▶ [Stated task A] List every row below that contains the string "blue". Case counts.

*** Text shown ***

Studio album by Doggy's Angels
- Released: November 21, 2000
- Recorded: 2000
- Studio: Dogghouse Recording Studios
- Genre: West Coast hip hop; G-funk; gangsta rap;
- Label: Doggystyle; TVT;
- Producer: Snoop Dogg (exec.); D. Black; DJ Battlecat; Fredwreck; Jelly Roll; Mark In The Dark; Meech Wells;

Singles from Pleezbaleevit!
- "Ridaz with Me" Released: August 1, 2000; "Baby If You're Ready" Released: September 25, 2001;

= Pleezbaleevit! =

Pleezbaleevit! is the only studio album by American hip hop trio Doggy's Angels. It was released in 2000 through Doggy Style/TVT Records. Recording sessions took place at Dogghouse Recording Studios. Production was handled by DJ Battlecat, Fredwreck, Meech Wells, D. Black, Jelly Roll and Mark In The Dark, with Snoop Dogg serving as executive producer. It features guest appearances from Tha Eastsidaz, Kokane, LaToiya Williams, King Lou, Layzie Bone, Mac Minister, Morticia, Nate Dogg, Ruff Dogg, Soopafly and Suga Free.

The album debuted at No. 138 on the Billboard 200 and No. 35 on the Top R&B/Hip-Hop Albums charts in the United States. Its secong single, "Baby If You're Ready", reached No. 28 on the Hot R&B/Hip-Hop Songs, No. 2 on the Hot R&B/Hip-Hop Singles Sales and topped the Hot Rap Songs chart.

The release of the album led to a lawsuit by Columbia Pictures, claiming infringement of the Charlie's Angels franchise. The label responded by withdrawing the cover image and promotional artwork and renaming the band "Tha Angels", but in spite its efforts the group disbanded in 2002 with no further releases.

*** Rows ***

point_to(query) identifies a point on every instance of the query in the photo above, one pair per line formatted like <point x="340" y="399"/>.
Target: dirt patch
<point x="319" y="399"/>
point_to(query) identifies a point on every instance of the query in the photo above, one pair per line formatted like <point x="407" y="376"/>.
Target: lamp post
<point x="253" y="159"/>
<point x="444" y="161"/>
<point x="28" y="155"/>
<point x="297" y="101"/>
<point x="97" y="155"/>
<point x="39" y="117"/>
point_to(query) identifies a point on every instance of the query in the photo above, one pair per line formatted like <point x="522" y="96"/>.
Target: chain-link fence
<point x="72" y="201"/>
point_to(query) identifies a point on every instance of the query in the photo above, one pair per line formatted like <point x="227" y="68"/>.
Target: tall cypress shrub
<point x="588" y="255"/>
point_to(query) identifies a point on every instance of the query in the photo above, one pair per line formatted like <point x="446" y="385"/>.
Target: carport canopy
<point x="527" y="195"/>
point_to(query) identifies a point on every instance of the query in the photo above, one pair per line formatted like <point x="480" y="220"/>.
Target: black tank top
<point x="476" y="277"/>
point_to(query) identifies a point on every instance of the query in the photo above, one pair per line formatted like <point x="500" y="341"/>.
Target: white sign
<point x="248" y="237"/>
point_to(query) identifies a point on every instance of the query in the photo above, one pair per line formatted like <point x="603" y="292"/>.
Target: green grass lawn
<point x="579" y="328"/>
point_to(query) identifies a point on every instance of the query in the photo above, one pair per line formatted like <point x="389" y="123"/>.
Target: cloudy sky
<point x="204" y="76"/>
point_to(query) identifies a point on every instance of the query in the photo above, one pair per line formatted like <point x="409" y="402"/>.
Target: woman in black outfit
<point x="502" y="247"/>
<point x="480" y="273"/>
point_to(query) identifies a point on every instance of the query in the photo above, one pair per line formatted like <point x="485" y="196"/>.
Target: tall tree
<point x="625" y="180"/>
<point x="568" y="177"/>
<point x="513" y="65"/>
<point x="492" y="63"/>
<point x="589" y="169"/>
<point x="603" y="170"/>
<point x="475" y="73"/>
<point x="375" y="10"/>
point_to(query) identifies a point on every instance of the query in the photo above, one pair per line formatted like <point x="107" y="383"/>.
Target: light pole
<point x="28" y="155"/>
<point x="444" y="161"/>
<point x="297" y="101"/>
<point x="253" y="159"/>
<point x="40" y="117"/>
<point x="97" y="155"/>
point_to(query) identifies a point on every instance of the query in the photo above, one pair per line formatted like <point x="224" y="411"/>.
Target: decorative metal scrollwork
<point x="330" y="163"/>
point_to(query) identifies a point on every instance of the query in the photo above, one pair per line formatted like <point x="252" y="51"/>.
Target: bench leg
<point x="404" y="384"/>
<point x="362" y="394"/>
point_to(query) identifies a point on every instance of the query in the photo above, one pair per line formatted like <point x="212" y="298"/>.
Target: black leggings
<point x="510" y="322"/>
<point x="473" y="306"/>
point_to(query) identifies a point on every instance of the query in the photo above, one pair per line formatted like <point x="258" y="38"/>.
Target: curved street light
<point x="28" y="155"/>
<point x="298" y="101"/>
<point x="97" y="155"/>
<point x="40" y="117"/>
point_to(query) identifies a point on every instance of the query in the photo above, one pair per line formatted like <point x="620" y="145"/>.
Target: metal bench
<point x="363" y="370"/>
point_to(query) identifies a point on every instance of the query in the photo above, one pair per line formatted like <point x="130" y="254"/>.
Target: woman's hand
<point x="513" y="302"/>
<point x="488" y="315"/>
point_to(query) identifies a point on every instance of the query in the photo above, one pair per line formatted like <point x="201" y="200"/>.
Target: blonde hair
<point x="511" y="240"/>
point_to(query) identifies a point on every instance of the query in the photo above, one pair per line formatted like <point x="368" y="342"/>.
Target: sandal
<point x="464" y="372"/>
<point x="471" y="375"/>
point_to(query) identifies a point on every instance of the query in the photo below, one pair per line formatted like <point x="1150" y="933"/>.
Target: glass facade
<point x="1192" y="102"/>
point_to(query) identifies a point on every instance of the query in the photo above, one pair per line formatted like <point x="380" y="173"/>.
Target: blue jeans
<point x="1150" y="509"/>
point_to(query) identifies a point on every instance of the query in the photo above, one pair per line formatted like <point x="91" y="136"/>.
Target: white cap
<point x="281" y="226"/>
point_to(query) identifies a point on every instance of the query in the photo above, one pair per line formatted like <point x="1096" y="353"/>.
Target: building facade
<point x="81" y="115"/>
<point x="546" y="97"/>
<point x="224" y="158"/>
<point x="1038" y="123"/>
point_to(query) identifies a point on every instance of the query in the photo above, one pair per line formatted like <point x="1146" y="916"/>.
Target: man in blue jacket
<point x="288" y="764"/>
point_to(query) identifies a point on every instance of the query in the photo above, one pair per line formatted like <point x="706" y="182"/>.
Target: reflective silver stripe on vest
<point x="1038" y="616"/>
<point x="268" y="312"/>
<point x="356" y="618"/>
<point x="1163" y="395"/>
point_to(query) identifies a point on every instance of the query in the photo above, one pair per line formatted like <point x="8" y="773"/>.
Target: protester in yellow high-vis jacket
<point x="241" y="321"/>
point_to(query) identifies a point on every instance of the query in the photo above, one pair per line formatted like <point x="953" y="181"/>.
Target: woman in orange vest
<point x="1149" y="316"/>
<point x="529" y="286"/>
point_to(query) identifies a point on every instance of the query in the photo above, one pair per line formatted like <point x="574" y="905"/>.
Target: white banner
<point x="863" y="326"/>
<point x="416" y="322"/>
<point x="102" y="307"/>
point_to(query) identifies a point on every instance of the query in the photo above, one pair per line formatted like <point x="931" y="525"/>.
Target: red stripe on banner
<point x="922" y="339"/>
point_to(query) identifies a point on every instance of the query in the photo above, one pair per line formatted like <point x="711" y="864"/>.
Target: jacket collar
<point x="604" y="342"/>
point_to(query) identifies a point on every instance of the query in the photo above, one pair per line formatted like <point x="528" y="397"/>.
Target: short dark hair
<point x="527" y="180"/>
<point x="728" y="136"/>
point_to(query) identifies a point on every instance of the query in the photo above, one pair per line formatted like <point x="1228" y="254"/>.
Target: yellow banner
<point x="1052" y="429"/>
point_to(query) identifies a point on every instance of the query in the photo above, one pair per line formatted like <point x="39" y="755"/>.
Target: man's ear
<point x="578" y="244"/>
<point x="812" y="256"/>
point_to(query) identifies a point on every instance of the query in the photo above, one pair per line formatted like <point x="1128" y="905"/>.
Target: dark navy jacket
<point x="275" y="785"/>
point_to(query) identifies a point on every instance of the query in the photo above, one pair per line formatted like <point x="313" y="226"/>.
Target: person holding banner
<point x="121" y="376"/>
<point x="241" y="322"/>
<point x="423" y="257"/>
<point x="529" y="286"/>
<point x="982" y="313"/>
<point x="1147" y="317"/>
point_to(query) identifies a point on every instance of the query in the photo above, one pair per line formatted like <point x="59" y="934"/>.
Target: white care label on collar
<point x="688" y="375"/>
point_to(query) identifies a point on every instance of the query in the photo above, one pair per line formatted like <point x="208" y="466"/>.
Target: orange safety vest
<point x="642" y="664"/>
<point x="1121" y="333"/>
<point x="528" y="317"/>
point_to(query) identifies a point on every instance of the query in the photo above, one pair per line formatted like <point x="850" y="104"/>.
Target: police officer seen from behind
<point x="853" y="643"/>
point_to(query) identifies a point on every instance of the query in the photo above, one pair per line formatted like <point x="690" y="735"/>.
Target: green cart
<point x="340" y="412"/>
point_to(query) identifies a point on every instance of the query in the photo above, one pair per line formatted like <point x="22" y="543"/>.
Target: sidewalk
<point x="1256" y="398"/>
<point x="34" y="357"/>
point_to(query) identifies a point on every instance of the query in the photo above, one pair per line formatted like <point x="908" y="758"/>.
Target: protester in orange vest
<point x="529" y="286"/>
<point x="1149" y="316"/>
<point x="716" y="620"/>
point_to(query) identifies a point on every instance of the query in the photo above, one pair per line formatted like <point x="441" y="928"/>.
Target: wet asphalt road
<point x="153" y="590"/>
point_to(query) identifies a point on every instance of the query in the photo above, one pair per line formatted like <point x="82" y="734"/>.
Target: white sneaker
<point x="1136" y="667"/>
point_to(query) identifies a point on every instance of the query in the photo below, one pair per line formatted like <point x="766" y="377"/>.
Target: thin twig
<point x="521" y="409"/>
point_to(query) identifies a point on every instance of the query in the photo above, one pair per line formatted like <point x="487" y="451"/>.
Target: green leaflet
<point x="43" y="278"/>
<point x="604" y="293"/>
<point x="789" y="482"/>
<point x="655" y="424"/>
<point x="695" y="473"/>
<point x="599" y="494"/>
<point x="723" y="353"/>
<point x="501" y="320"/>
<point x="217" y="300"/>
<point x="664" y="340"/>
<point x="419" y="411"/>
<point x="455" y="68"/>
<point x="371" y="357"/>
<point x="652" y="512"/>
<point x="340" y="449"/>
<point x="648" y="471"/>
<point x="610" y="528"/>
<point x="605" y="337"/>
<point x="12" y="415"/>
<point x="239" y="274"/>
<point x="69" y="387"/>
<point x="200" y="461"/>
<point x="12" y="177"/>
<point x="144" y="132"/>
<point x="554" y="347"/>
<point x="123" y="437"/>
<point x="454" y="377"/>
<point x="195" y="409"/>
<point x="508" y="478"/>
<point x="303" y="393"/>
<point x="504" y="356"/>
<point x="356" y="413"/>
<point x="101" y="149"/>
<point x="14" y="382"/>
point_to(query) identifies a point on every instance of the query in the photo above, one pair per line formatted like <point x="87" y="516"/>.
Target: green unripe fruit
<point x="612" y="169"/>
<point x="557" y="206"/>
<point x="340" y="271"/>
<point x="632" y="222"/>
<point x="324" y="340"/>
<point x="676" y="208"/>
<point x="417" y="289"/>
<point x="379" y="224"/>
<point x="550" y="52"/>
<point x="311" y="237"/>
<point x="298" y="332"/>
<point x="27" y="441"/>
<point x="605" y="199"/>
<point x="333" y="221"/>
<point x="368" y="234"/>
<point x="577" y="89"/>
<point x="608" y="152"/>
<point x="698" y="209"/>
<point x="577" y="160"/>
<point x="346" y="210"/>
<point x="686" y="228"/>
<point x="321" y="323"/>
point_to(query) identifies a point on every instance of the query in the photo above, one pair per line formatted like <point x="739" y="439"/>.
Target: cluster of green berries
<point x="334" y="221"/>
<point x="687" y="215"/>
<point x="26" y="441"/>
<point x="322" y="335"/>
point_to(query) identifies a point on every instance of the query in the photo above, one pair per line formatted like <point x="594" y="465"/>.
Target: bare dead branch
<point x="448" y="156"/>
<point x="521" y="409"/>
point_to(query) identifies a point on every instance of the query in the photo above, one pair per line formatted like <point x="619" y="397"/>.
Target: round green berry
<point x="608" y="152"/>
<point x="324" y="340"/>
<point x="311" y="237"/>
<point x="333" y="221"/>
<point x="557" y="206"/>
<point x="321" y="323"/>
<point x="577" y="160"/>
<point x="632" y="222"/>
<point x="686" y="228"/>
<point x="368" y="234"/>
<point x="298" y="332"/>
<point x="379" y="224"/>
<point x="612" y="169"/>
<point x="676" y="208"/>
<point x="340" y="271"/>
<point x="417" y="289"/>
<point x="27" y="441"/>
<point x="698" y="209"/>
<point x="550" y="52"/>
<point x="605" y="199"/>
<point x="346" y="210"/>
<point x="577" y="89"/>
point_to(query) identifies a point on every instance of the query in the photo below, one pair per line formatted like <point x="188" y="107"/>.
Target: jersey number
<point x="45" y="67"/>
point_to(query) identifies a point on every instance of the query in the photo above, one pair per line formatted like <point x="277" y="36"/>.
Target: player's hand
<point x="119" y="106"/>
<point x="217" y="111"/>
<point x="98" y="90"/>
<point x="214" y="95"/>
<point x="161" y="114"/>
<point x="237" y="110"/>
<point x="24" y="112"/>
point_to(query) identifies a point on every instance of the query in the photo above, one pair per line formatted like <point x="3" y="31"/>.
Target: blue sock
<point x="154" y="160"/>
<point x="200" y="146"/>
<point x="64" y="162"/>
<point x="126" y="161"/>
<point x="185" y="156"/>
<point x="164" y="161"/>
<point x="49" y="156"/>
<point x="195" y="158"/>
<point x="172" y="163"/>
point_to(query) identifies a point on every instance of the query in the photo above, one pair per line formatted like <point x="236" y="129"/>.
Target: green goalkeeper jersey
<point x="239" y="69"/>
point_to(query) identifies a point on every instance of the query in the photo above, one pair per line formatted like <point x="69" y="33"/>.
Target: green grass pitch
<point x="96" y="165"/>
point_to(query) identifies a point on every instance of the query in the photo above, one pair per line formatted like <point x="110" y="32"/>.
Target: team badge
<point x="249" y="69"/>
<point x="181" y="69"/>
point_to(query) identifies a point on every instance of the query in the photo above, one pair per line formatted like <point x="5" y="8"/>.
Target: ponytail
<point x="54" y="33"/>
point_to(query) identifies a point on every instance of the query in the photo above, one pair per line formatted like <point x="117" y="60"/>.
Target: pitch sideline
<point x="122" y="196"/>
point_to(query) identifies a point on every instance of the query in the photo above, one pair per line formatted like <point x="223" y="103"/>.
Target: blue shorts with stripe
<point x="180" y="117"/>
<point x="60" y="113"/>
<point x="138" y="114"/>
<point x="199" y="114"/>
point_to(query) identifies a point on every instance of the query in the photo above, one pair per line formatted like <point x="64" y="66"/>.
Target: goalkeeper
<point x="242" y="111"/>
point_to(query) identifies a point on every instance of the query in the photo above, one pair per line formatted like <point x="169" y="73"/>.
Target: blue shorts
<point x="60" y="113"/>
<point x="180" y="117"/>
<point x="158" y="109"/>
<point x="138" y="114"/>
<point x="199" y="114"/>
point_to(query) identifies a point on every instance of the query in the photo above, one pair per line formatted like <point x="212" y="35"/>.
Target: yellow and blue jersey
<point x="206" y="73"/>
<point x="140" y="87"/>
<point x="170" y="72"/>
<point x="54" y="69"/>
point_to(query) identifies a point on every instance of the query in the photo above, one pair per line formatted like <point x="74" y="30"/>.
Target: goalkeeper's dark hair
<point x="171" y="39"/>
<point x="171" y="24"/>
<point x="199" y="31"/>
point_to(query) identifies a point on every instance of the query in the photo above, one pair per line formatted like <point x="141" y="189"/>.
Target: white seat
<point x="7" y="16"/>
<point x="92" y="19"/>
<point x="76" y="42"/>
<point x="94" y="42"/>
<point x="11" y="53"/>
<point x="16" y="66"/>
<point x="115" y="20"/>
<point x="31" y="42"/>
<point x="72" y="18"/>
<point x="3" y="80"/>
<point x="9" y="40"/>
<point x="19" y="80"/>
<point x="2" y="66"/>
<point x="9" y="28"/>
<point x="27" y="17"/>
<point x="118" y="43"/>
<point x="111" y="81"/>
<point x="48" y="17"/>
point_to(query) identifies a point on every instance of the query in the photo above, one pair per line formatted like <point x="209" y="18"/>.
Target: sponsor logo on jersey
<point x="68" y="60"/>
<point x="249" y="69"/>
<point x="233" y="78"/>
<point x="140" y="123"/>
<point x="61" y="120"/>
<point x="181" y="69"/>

***

▶ [Stated task B] Condense the paragraph of the Pleezbaleevit! article that begins "Pleezbaleevit! is the only studio album" into a short bulleted list that keeps its main facts.

▶ [Written reply A]
Target: blue jeans
Target: man in blue jacket
Target: blue sock
Target: blue shorts with stripe
Target: blue shorts
Target: yellow and blue jersey

▶ [Written reply B]
- Only studio album by the American hip hop trio Doggy's Angels
- Released in 2000 through Doggy Style/TVT Records
- Recorded at Dogghouse Recording Studios
- Produced by DJ Battlecat, Fredwreck, Meech Wells, D. Black, Jelly Roll and Mark In The Dark, with Snoop Dogg as executive producer
- Guest appearances: Tha Eastsidaz, Kokane, LaToiya Williams, King Lou, Layzie Bone, Mac Minister, Morticia, Nate Dogg, Ruff Dogg, Soopafly and Suga Free